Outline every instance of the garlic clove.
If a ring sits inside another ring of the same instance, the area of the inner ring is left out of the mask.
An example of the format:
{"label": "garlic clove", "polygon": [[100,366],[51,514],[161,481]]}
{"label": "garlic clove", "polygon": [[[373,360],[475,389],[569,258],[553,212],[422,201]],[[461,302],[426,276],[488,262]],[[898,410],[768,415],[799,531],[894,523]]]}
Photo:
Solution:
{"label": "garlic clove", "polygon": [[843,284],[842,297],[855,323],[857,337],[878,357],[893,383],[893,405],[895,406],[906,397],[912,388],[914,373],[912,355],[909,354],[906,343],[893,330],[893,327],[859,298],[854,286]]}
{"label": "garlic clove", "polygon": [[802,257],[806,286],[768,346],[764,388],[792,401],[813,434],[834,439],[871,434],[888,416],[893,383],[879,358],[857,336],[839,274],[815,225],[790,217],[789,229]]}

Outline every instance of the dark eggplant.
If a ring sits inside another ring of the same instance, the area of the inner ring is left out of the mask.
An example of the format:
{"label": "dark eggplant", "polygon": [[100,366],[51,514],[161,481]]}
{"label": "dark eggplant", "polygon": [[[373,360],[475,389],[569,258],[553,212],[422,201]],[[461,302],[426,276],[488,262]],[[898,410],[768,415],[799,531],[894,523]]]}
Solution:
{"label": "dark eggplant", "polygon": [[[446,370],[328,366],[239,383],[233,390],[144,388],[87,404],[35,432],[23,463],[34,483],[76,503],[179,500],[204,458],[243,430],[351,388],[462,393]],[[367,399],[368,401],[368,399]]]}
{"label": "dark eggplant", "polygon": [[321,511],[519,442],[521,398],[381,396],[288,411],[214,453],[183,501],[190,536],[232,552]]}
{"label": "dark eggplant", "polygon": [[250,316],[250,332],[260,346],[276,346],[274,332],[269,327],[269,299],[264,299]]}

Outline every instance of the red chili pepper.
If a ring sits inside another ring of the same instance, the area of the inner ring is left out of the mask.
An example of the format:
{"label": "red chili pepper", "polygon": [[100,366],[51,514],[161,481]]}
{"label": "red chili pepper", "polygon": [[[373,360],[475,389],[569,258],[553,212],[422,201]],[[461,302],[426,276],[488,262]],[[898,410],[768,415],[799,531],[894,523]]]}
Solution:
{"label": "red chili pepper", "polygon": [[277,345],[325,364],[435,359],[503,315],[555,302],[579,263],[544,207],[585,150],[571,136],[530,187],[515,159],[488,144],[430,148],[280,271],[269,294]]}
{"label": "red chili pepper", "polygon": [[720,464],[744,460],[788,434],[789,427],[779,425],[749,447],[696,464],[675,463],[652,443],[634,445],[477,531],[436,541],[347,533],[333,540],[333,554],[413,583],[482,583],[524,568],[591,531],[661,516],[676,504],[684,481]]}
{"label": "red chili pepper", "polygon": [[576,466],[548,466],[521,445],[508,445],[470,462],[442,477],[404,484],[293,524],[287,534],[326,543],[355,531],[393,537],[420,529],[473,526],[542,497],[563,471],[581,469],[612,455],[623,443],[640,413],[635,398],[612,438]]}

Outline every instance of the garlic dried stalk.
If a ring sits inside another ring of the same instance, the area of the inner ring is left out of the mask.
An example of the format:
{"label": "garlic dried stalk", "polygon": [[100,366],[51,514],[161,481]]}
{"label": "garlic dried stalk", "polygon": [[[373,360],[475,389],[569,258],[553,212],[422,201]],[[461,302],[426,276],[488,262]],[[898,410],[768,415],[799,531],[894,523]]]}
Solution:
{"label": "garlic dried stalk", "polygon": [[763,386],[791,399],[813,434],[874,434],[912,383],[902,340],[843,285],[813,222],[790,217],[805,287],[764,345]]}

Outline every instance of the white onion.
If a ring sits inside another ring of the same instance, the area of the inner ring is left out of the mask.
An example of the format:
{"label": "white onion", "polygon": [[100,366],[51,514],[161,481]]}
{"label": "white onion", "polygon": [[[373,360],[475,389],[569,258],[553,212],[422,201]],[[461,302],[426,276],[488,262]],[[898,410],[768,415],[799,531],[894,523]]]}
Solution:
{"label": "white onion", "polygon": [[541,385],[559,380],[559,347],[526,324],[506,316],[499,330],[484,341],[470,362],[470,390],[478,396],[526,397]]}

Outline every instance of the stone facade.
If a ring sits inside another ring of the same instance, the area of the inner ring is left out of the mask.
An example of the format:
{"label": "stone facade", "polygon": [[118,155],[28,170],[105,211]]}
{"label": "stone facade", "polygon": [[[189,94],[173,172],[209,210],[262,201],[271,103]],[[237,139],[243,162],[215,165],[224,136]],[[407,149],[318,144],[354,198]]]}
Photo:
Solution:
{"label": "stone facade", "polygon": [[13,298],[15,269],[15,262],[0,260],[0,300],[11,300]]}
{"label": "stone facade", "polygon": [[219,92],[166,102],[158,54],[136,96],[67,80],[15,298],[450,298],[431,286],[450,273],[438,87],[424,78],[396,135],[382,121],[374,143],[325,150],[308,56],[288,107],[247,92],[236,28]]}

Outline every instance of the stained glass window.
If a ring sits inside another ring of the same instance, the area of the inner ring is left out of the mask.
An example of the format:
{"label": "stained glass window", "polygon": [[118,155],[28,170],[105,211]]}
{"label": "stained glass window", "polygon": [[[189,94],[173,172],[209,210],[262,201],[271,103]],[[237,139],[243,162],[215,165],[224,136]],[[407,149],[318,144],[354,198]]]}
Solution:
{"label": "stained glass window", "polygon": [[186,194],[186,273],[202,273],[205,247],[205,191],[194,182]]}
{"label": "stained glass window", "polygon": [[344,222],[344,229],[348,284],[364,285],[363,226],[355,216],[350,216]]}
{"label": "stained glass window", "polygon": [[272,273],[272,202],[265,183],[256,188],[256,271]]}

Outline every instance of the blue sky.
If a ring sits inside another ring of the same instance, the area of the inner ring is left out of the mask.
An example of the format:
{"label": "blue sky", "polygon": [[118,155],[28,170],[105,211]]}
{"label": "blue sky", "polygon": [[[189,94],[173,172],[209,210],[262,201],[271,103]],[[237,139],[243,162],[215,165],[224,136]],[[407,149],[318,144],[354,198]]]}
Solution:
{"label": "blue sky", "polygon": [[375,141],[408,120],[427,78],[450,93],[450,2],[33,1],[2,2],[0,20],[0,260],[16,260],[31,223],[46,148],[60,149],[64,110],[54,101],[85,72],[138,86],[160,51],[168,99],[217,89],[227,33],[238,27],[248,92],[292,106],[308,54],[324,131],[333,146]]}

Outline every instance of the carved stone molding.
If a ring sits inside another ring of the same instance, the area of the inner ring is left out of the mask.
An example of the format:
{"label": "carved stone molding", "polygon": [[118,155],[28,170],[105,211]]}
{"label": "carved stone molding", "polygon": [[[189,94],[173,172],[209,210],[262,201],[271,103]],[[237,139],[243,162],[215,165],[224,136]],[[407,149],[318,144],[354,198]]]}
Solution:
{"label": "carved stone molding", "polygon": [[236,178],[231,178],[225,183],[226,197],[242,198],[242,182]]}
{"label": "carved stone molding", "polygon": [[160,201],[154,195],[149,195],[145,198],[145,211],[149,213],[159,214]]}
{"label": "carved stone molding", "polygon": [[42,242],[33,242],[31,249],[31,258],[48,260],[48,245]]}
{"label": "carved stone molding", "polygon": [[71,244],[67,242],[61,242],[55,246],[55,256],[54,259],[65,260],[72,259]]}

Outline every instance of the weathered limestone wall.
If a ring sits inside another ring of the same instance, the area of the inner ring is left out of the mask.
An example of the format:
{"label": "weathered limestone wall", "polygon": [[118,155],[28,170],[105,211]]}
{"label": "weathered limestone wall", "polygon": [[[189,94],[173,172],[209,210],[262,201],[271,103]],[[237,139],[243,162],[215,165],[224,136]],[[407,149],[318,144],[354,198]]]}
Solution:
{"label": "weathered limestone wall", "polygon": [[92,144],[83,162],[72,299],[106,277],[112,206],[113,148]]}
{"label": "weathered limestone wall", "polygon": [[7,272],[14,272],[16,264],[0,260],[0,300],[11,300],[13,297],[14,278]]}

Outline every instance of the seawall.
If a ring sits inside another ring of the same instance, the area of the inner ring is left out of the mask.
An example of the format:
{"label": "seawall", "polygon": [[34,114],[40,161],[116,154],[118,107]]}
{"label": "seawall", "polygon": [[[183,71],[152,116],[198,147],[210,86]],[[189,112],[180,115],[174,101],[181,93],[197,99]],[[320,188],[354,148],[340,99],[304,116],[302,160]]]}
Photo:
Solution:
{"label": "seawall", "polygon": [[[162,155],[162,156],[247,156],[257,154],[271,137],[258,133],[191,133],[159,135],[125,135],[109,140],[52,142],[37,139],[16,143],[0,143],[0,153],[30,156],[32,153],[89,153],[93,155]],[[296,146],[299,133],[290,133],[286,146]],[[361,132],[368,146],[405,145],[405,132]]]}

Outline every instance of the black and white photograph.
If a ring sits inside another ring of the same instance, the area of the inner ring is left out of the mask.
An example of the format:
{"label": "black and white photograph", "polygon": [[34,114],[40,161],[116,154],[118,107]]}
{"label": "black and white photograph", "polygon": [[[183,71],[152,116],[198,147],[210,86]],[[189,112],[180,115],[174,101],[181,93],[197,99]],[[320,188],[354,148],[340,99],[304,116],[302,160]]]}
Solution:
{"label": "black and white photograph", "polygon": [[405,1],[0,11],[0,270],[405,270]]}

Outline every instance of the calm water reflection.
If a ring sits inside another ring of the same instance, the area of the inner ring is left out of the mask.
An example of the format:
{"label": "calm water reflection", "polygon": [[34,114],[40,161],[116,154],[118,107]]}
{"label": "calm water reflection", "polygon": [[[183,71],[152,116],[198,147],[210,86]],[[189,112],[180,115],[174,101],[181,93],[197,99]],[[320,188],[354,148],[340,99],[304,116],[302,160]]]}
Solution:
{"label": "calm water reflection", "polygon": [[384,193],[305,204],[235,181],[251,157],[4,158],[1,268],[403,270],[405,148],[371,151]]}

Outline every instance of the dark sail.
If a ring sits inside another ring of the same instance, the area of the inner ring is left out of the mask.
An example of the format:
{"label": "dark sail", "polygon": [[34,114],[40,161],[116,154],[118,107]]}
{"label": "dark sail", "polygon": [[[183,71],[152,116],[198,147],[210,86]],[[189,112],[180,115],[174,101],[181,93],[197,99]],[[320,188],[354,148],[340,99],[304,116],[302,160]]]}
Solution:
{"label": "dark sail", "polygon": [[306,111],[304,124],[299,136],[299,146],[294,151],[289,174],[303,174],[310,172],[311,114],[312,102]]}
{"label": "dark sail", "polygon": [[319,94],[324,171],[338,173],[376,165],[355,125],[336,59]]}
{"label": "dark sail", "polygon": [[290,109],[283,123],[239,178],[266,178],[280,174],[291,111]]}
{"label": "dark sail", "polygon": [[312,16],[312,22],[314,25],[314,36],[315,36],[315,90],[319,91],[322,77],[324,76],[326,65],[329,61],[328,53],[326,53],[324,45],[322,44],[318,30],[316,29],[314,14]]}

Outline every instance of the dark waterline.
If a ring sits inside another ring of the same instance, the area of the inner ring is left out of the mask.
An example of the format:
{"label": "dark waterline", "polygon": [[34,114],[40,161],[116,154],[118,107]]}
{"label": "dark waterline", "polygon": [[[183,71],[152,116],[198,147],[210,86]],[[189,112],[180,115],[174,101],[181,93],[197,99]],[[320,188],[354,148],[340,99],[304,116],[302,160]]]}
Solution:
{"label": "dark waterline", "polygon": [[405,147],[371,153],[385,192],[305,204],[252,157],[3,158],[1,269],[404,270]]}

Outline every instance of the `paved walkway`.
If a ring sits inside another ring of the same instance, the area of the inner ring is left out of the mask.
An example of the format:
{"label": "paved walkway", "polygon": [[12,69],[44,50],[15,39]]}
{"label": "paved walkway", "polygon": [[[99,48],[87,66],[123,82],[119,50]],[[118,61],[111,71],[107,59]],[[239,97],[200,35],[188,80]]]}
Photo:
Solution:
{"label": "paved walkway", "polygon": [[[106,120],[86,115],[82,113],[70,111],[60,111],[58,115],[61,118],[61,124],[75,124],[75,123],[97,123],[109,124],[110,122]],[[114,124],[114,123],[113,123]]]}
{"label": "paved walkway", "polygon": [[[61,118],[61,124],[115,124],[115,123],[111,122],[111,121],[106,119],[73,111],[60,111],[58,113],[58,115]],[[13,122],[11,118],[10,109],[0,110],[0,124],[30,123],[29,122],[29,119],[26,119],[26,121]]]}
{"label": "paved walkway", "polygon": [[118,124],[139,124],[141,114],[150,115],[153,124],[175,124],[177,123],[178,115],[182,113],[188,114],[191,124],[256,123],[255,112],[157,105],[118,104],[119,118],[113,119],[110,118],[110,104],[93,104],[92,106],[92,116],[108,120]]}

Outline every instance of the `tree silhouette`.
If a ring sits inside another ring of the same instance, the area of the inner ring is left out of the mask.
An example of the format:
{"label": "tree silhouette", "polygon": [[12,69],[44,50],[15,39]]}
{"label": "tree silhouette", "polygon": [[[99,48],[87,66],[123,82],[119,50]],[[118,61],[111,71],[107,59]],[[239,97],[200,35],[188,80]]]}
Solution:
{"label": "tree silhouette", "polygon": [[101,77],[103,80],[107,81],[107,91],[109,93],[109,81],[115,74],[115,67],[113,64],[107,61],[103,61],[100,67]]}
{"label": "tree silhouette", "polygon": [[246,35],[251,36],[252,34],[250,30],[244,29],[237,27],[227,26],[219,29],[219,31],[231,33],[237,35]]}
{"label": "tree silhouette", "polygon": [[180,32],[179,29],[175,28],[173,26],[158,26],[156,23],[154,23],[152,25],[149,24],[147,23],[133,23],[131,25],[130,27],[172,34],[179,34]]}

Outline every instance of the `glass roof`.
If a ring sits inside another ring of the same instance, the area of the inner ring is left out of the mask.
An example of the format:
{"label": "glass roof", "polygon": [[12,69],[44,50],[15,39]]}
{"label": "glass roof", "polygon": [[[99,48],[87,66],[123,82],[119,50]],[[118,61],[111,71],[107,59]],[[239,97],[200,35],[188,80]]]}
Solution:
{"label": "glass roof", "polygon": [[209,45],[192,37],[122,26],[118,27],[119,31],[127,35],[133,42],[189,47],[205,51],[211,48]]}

☆ ☆ ☆ ☆ ☆

OBJECTIVE:
Pick out each line above that contains the string "roof" and copy it in full.

ANSWER TO THE EXERCISE:
Outline every instance of the `glass roof`.
{"label": "glass roof", "polygon": [[12,69],[44,50],[15,39]]}
{"label": "glass roof", "polygon": [[[99,48],[87,66],[123,82],[119,50]],[[118,61],[111,71],[107,59]],[[239,97],[200,35],[188,80]]]}
{"label": "glass roof", "polygon": [[209,45],[192,37],[122,26],[118,27],[119,31],[127,35],[133,42],[189,47],[205,51],[211,48]]}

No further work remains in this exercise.